• _RECORD LIST_

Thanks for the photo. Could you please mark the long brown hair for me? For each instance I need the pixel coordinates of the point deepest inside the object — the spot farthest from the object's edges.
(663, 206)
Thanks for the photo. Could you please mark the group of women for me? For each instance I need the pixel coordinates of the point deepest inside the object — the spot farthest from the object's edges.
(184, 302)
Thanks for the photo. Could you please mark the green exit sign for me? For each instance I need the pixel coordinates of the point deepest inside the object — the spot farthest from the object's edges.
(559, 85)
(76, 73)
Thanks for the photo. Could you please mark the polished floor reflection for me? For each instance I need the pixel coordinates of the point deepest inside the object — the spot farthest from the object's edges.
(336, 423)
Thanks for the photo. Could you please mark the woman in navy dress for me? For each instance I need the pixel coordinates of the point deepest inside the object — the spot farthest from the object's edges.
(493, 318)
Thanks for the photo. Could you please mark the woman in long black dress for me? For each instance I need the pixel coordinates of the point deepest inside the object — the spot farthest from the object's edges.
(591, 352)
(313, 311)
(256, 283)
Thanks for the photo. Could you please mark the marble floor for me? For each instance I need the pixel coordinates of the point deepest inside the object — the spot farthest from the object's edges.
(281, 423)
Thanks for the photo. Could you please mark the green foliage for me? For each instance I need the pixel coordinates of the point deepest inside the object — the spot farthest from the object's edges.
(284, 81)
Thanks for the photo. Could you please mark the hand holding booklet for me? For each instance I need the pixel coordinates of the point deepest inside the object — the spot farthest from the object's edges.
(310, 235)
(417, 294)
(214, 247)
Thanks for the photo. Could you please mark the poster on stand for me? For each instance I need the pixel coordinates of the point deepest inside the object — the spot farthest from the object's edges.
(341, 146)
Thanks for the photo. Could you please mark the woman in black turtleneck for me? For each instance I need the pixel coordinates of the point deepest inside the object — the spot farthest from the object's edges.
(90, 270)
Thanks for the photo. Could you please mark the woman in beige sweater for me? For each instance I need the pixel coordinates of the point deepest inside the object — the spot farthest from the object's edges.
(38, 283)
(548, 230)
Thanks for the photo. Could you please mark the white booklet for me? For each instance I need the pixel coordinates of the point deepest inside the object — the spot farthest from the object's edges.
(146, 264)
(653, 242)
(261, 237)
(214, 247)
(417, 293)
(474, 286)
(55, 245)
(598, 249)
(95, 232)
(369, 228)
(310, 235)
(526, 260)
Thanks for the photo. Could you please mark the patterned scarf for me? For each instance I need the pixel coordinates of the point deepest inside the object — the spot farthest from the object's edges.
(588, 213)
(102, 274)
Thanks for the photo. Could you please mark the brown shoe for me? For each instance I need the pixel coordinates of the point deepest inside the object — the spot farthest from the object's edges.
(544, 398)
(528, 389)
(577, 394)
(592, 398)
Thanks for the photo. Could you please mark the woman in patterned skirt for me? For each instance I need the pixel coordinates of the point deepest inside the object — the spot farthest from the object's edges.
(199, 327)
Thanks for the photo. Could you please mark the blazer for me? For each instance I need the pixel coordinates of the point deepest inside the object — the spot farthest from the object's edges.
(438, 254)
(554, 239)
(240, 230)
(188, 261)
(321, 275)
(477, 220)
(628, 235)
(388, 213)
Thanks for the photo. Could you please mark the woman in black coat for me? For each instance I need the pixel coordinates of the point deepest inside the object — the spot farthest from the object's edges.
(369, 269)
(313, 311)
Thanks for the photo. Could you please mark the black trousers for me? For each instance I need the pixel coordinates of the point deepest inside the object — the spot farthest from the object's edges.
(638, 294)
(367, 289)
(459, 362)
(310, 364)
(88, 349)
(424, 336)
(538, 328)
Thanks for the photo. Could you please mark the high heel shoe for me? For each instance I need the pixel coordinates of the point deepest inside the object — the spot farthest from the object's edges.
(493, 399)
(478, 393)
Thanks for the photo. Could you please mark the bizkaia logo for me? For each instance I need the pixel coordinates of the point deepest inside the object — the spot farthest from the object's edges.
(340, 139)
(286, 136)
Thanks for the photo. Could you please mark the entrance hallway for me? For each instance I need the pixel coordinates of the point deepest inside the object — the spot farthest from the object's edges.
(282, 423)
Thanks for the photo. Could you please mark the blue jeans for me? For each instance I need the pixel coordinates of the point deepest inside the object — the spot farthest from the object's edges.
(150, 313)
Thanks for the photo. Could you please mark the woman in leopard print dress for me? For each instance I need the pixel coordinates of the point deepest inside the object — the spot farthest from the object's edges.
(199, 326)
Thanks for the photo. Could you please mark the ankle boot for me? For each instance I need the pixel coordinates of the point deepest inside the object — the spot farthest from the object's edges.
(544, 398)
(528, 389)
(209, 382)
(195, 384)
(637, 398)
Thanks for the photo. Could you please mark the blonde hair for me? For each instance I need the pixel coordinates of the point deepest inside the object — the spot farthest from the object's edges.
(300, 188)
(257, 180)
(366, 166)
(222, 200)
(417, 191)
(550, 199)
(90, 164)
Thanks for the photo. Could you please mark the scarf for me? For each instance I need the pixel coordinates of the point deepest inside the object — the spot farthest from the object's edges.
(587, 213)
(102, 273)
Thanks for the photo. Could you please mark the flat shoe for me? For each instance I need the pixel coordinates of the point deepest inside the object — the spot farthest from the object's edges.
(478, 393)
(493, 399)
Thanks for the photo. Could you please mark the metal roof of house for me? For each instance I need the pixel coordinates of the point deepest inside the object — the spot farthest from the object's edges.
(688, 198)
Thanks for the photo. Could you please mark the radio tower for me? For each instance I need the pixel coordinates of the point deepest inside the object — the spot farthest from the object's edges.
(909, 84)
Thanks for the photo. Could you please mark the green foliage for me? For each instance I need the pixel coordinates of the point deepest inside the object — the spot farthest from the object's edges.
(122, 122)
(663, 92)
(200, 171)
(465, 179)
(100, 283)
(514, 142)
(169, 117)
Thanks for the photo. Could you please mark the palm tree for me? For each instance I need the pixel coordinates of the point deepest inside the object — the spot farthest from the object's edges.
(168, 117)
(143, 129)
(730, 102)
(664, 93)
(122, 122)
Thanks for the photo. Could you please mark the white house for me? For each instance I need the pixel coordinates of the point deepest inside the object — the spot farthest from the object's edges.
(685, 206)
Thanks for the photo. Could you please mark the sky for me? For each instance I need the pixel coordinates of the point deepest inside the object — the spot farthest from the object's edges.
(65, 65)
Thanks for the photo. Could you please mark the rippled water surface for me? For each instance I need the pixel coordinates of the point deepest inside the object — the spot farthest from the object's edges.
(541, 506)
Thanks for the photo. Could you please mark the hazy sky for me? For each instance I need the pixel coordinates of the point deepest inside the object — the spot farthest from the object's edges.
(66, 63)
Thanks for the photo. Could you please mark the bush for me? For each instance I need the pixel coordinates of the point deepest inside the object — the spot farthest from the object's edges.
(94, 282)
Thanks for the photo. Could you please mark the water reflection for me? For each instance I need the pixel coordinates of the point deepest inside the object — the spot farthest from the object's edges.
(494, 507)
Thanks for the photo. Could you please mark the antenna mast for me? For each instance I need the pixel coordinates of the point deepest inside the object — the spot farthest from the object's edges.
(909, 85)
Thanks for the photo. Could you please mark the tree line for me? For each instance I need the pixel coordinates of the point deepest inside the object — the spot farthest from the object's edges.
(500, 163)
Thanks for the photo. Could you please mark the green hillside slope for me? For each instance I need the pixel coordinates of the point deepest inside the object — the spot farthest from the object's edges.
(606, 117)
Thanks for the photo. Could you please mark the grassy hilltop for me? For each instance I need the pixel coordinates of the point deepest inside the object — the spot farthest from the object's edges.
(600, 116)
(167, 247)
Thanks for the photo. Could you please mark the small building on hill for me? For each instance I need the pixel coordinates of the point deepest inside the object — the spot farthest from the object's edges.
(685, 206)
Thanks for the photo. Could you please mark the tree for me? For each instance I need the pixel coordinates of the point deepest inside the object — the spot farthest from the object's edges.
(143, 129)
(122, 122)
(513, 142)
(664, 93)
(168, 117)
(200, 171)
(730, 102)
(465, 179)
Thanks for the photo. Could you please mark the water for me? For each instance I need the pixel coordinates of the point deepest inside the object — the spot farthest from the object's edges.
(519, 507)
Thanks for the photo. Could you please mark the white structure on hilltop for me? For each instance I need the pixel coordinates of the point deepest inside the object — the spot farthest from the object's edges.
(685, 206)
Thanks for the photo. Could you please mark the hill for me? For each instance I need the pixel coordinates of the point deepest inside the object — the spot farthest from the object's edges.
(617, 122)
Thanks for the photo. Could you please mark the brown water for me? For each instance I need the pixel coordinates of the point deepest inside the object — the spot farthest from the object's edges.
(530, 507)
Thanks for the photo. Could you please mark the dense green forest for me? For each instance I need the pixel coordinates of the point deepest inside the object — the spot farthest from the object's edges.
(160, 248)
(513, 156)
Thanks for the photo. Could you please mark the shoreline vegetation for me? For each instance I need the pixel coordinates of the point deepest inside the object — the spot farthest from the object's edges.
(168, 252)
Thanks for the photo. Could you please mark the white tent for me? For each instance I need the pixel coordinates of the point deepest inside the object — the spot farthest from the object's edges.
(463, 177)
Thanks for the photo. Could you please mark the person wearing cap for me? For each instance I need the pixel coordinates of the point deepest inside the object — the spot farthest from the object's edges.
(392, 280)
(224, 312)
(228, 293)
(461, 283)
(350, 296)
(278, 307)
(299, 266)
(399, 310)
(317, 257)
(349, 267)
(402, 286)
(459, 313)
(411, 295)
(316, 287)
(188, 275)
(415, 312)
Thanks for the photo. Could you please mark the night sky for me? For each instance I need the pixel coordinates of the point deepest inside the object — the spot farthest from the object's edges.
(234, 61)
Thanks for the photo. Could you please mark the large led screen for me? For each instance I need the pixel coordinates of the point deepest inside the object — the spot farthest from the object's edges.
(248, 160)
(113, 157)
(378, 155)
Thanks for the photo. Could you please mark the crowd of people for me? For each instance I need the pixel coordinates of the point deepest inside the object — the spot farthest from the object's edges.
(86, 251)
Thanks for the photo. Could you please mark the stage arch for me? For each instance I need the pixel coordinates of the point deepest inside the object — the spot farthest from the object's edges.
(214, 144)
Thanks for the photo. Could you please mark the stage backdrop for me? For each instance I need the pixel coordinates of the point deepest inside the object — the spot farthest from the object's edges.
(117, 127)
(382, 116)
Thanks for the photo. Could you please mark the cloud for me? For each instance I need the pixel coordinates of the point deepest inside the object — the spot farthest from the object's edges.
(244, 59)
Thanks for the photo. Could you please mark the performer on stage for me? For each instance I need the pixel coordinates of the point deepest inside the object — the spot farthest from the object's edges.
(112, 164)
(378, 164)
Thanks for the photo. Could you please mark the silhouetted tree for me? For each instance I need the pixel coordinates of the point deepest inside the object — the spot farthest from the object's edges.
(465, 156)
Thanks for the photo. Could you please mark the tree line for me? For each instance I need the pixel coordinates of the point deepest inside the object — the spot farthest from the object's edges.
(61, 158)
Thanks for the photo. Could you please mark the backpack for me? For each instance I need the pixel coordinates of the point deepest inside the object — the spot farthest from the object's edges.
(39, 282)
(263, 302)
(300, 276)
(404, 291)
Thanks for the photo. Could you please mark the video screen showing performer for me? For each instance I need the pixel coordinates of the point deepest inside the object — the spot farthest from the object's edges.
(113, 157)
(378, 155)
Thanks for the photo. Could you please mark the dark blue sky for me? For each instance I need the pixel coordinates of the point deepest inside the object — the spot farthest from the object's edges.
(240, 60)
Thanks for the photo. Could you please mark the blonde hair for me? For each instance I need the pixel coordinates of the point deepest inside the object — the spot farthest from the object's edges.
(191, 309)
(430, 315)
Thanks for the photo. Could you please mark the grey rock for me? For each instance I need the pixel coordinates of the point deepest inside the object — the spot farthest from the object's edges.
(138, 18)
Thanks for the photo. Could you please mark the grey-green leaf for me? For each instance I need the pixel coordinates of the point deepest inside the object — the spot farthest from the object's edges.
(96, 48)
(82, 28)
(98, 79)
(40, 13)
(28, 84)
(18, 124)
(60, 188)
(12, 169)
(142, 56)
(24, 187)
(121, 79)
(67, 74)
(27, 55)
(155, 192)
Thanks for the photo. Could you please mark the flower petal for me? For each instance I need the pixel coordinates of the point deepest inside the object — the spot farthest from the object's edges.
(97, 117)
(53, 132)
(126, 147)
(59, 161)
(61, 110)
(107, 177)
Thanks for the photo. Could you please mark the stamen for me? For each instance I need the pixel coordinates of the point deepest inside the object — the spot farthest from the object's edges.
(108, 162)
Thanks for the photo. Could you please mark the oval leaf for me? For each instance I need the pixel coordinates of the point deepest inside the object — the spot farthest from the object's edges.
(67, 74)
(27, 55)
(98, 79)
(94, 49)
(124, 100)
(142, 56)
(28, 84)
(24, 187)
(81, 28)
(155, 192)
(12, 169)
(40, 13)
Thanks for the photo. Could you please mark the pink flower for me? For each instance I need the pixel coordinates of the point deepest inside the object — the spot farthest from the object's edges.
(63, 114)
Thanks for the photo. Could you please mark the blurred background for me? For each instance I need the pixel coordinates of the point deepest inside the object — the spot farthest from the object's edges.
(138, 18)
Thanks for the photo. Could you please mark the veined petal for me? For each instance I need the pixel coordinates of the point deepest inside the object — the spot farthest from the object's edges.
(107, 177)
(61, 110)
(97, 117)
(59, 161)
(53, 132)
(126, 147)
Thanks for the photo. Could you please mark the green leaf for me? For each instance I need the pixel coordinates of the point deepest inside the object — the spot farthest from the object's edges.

• _STATED TASK_
Give back exactly the lines from the line containing "Thanks for the photo. Could you please mark the blurred" to the end of the entries, and no other lines.

• _WRITTEN ANSWER_
Thanks for the photo. Could you please mark the blurred background for me? For each instance I need the pixel coordinates of the point deepest inside the object — the spot farthest from the object's edges.
(138, 18)
Thanks for the photo. Could you please mark the veined petal for me? For each instance I need the pixel coordinates of the point deepest inside the object — the spot farthest from the object's edges.
(107, 177)
(61, 110)
(97, 117)
(59, 161)
(53, 132)
(126, 147)
Thanks for the photo. Could you please mark the green leaf for me? For each instance I need the pixel coordinates of the point deepest inside the object — the spot farthest from the object's edges.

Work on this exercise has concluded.